▸ **WHAT IS BEING ASKED**
From the first line of the records below through the line with "[(509, 358), (56, 57)]", output each line exactly; skip the pictures.
[Start of section]
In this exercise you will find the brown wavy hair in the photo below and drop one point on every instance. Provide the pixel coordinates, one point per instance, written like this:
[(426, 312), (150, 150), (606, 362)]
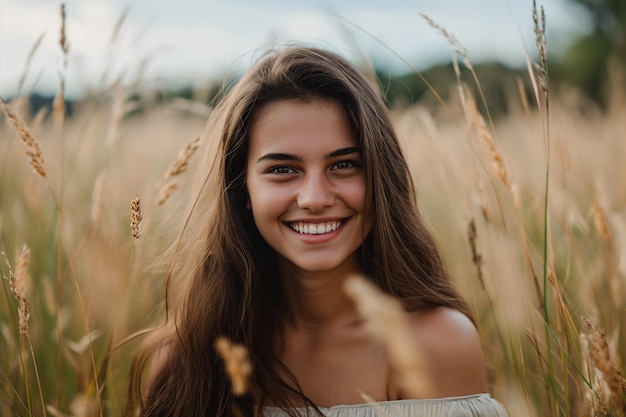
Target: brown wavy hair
[(223, 279)]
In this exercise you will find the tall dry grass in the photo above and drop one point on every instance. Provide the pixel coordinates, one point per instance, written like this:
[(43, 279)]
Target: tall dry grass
[(529, 210)]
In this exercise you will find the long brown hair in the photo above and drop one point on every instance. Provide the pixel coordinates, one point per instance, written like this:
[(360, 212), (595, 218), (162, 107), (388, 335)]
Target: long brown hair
[(225, 274)]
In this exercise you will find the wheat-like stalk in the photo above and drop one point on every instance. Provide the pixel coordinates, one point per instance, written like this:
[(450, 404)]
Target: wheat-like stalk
[(600, 221), (389, 323), (609, 370), (65, 47), (540, 37), (18, 283), (135, 217), (479, 127), (452, 40), (33, 150), (238, 366), (167, 185)]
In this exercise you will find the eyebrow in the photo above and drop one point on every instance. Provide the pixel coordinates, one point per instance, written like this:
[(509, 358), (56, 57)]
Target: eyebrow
[(292, 157)]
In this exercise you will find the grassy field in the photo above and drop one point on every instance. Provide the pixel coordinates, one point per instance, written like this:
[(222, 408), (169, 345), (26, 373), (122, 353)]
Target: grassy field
[(529, 209)]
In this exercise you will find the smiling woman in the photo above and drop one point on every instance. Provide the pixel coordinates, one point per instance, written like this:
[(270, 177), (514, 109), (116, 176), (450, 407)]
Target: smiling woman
[(308, 187)]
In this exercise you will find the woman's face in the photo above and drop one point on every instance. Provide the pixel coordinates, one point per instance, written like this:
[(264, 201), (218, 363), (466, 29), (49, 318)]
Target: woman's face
[(306, 184)]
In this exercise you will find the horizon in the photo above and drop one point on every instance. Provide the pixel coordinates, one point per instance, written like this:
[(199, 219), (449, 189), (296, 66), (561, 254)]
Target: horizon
[(157, 42)]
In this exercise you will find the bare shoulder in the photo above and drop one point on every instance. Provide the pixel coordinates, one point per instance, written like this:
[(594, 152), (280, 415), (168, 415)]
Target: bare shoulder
[(452, 349)]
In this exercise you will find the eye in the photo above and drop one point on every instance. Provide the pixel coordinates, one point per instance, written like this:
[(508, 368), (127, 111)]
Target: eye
[(281, 170), (345, 164)]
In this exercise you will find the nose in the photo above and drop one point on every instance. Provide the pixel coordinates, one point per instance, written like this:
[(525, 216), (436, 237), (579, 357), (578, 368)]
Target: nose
[(316, 193)]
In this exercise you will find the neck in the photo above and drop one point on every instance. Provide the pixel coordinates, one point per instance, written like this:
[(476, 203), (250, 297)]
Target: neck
[(316, 300)]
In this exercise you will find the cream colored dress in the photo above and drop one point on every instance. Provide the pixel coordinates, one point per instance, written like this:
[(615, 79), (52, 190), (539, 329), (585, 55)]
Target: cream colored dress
[(479, 405)]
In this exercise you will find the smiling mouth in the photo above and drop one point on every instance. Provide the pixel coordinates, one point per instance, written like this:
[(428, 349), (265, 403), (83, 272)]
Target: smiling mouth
[(315, 228)]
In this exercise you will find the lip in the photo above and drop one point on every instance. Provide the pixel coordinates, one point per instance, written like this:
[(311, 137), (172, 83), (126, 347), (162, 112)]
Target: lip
[(317, 238)]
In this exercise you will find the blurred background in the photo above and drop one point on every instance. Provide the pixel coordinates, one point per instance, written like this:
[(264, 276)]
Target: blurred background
[(183, 45), (518, 164)]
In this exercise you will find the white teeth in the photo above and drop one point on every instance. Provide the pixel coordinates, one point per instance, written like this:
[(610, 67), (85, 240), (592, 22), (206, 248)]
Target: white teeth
[(315, 229)]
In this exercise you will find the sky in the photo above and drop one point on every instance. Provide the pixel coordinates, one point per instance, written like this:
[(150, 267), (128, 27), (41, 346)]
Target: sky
[(190, 42)]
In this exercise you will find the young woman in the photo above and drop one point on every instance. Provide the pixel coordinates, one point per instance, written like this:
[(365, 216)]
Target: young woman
[(304, 186)]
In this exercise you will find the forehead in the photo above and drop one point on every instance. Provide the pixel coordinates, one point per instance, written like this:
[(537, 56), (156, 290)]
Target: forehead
[(300, 126)]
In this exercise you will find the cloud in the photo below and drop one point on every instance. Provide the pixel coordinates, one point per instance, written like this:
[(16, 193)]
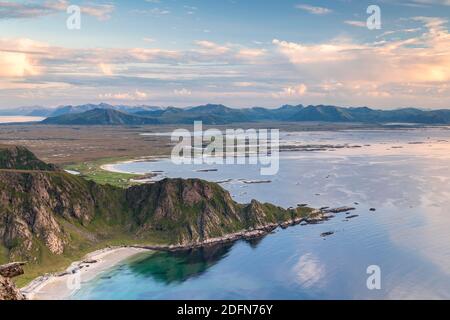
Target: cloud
[(313, 9), (251, 53), (356, 23), (308, 271), (106, 69), (28, 9), (18, 58), (182, 92), (417, 59), (125, 96), (213, 48)]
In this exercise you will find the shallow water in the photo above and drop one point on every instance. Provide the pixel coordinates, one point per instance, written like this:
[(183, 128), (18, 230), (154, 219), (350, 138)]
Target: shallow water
[(404, 174)]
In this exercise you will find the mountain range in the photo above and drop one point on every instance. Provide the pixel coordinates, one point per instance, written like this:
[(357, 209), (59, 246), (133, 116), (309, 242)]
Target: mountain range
[(219, 115)]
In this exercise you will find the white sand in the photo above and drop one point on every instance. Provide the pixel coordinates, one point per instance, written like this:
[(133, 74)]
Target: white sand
[(61, 287)]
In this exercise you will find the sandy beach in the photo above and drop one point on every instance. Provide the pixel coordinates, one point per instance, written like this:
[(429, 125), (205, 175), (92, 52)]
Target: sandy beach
[(61, 286)]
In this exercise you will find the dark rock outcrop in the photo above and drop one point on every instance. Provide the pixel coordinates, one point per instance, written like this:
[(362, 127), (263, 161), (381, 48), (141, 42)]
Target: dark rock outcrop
[(8, 290), (46, 214)]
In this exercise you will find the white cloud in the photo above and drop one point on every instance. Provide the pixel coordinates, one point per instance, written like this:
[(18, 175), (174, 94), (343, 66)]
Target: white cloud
[(125, 96), (182, 92), (356, 23), (292, 92), (15, 10)]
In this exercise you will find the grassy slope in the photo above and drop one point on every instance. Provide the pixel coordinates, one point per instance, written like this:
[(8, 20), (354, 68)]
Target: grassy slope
[(116, 223)]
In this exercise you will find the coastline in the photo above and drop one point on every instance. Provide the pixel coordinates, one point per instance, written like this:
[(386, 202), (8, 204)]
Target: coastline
[(55, 286)]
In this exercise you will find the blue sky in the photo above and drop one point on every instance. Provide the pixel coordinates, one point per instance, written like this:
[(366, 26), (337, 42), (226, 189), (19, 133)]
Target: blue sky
[(237, 52)]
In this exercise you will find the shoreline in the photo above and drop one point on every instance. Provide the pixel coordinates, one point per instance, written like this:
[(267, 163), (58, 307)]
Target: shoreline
[(57, 286)]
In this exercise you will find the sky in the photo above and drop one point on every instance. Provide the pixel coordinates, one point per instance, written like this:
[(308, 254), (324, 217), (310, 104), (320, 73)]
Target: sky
[(241, 53)]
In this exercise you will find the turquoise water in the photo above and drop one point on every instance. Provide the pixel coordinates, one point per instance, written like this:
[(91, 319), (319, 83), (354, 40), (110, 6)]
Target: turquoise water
[(404, 174)]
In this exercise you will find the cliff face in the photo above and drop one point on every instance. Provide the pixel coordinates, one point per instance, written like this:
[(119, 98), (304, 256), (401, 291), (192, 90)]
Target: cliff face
[(45, 210), (49, 214), (8, 290)]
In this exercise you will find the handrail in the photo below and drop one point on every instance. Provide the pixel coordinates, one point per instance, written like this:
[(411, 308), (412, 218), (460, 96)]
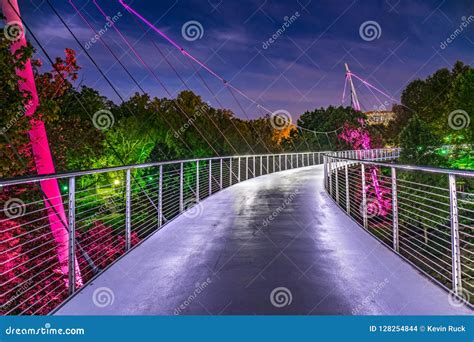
[End of section]
▸ **RESPONSE FOR THIS EXERCISE**
In this exercise you will find the brown wavy hair in the photo below and drop one point on every instance. Provide the pixel coordinates, one point per instance, written like this:
[(426, 312), (150, 150), (606, 362)]
Target: brown wavy hair
[(223, 279)]
In this exercise you will find the tall dry grass in the photo above and drop one point on every instance. Provide the pixel coordinates, one point per instance, written like this:
[(43, 279)]
Target: tall dry grass
[(529, 210)]
In this exercise you will find the long brown hair in the photo above and drop one point on every instance. Provide the pixel coordinates, one point per instance, written like this:
[(360, 212), (595, 218), (162, 107), (388, 335)]
Target: long brown hair
[(225, 274)]
In this exercise you will find the wheat-like stalk in the photo above and drop one point on every instance. Provide the pixel coordinates, one point per instance, written like this:
[(450, 404)]
Target: wheat-like stalk
[(600, 221), (389, 323), (609, 370), (65, 47), (540, 37), (18, 283), (135, 217), (479, 127), (452, 40), (33, 150), (238, 366), (167, 185)]
In this exercise you will find the eyebrow in the photo above and drop one point on every instance. Provide the pixel coordinates, one point per instance, written like this:
[(509, 358), (56, 57)]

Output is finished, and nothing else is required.